TEXT BLOCK:
|---|
Int Immunopharmacol. 2016 Nov;40:115-124.

A novel pentacyclic triterpenoid, Ilexgenin A, shows reduction of atherosclerosis in apolipoprotein E deficient mice.[Pubmed: 27588911 ]

Ilexgenin A (IA), a novel pentacyclic triterpenoid, is a compound extracted from leaves of Ilex hainanensis Merr. In this study, we explored the efficacy of IA on atherosclerosis and its underlying mechanism.
METHODS AND RESULTS:
We determined that treatment with IA attenuated atherosclerosis in high-fat diet-induced apolipoprotein E deficient mice via a series of effects involving regulation of lipid parameters, decrease of atherosclerosis-related indexes, inhibition of inflammatory cytokines secretion and pathological changes of main organs. Furthermore, the underlying mechanism of IA was investigated on oxidized low-density lipoprotein (Ox-LDL)-induced THP-1 cells. We showed that pre-treatment with IA decreased active inflammation cytokines involving interleukin-6 (IL-6), IL-1 and tumor necrosis factor-α (TNF-α) expression in a concentration-dependent manner. In addition, we confirmed that IA inhibited the phosphatidylinositol 3-kinase (PI3K), protein kinase B (Akt), IKKα phosphorylation and NF-κB activity induced by Ox-LDL.
CONCLUSIONS:
Overall, these findings define IA as a novel drug candidate for anti-atherosclerotic therapy.

Int Immunopharmacol. 2015 Feb;24(2):423-431.

Ilexgenin A induces B16-F10 melanoma cell G1/S arrest in vitro and reduces tumor growth in vivo.[Pubmed: 25596038 ]

The present study aimed to investigate the anti-tumor activity of Ilexgenin A in B16-F10 murine melanoma and to evaluate its effect on the production of tumor-associated inflammatory cytokines.
|---|
TO DO:
1. According to the Ilexgenin A abstracts, what is Ilexgenin A extracted from?
2. Can you carry the Ilexgenin A abstracts on from their final sentence?
|---|
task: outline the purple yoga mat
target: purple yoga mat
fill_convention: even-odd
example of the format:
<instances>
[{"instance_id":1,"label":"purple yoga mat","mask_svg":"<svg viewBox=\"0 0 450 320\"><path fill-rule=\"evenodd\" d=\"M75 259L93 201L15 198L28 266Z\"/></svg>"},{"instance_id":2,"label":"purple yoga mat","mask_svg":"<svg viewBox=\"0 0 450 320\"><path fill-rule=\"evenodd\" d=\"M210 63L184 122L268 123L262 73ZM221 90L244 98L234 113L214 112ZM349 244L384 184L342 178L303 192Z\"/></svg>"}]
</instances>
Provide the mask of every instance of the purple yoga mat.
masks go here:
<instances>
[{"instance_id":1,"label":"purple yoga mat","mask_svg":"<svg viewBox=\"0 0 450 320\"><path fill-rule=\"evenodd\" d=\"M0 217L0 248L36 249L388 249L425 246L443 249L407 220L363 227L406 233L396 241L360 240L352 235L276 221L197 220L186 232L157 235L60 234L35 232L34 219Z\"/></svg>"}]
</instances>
|---|
ANSWERS BY ITEM NUMBER:
1. The leaves of Ilex hainanensis Merr.

2.
METHODS AND RESULTS:
In vitro, our study showed that Ilexgenin A inhibited the proliferation of B16-F10 murine melanoma cells in a dose- and time-dependent manner, and this effect could be ascribed to the arrest of the cell cycle at G0/G1. In vivo, we evaluated the anti-tumor activity of Ilexgenin A in a tumor-bearing mouse model. The results showed that Ilexgenin A reduced the tumor weight by 51.13% (p<0.01). The Ilexgenin A treatment groups showed no apparent side effects during the treatment period. In addition, a histological analysis revealed that Ilexgenin A changed the cell morphology, and induced large areas of necrosis that correlated with a reduction in tumor size. The detection of inflammatory cytokines indicated that the IL-6 level decreased (p<0.001) and the TNF-α level increased (p<0.01) in mice treated with Ilexgenin A. Ilexgenin A also inhibited the IL-6 production of macrophages stimulated by melanoma conditioned medium (MCM) significantly (p<0.001). Importantly, Ilexgenin A dramatically prolonged survival time (p<0.001).
CONCLUSIONS:
In conclusion, Ilexgenin A could be regarded as a promising agent for the treatment of melanoma; it exerts anti-melanoma activity by arresting the cell cycle at G0/G1 and regulating IL-6 and TNF-α production.